- Text under study:
++++++++++++++++++++
The stems are used internally in the treatment of acute rheumatoid arthritis, mumps and hepatitis. The stems are harvested in the autumn and winter, and are dried for later herb use. The stems and flowers are used together a medicinal infusion in the treatment of upper respiratory tract infections (including pneumonia) and dysentery. An infusion of the flower buds is used in the treatment of a wide range of ailments including syphillitic skin diseases and tumors, bacterial dysentery, colds, and enteritis.
Experimentally, the flower extracts have been shown to lower blood cholesterol levels and are antibacterial, antiviral and tuberculostatic. Externally, the flowers are applied as a medicinal wash to skin inflammations, infectious rashes and sores. The flowers are harvested in early morning before they open and are dried for later herb use. This plant has become a serious weed in many areas of N. America, it might have the potential to be utilized for proven medicinal purposes.
++++++++++++++++++++
- Directions:
[1] Summarize the text on the plant's medicinal uses in two sentences.
[2] Resume the text on the plant's medicinal uses after its final sentence.

- Dataset extract:
++++++++++++++++++++
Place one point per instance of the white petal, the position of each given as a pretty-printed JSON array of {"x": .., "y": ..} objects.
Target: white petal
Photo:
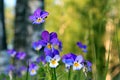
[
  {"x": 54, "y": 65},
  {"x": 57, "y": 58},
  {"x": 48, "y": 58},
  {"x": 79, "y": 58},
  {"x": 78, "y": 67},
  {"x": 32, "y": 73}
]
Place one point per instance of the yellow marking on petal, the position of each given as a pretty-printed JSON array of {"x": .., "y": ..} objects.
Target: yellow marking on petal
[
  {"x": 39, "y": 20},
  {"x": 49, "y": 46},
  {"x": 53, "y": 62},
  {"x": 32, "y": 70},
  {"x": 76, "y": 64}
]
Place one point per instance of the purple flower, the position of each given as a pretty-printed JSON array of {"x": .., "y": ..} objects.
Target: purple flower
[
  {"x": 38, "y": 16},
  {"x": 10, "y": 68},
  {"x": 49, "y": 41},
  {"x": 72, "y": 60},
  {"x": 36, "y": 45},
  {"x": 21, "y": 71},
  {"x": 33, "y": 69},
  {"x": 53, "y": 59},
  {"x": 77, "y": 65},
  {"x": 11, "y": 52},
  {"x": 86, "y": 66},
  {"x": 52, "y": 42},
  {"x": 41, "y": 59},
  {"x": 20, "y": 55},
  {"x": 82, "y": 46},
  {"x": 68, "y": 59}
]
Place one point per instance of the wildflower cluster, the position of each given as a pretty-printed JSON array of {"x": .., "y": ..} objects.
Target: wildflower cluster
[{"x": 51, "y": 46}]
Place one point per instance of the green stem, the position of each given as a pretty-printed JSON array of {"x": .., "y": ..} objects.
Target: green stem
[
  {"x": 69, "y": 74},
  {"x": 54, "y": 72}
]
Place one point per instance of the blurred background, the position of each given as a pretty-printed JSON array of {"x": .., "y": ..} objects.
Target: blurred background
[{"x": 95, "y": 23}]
++++++++++++++++++++
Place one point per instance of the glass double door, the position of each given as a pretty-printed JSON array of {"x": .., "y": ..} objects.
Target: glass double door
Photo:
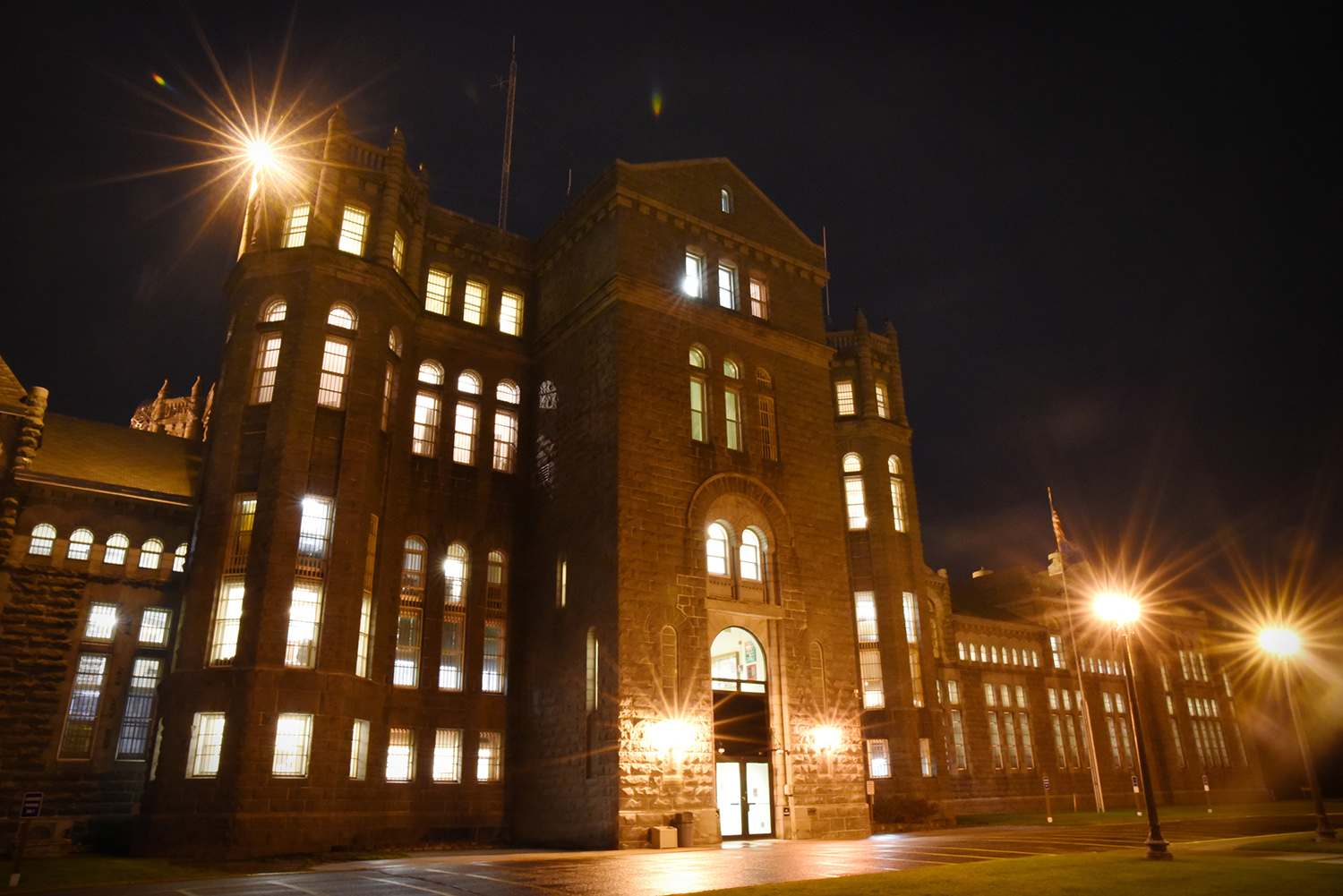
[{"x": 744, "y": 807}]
++++++++++++++++++++
- Answers to this exercise:
[1] The plant's stems, flowers, and flower buds are harvested and dried, then used as infusions to treat ailments such as rheumatoid arthritis, mumps, hepatitis, upper respiratory infections, dysentery, colds, and enteritis. Flower extracts have been shown experimentally to lower blood cholesterol and to be antibacterial, antiviral, and tuberculostatic, and the flowers are also applied externally as a wash for skin inflammations, rashes, and sores.

[2]
Herbal & Medicinal Uses
“Honeysuckle is an herb used primarily in Traditional Chinese Medicine. It is found in many cleansing and detoxifying blends because of its ability to clear heat, wind and toxins from the blood and liver. It is commonly used for sore throat, fever, skin blemishes and rashes. Honeysuckle combines well with chrysanthemum flowers.
The flower is of high medicinal value. It has antibacterial and anti-inflammatory properties, and is used to dispel heat and remove toxins, including carbuncles, fevers, influenza and ulcers. It is, however, of cold and yin nature, and should not be taken by anyone with weak and "cold" digestive system.
Honeysuckle contains tannins which are being studied for it's possible inhibitory effects on HIV. Fifty seven compounds have been identified in the essential oil of the flowers.
Topically, honeysuckle may be used effectively for fever and skin ailments and rashes. Many skin conditions caused by inflammation or internal heat will benefit from the heat and toxin removing actions of the herb.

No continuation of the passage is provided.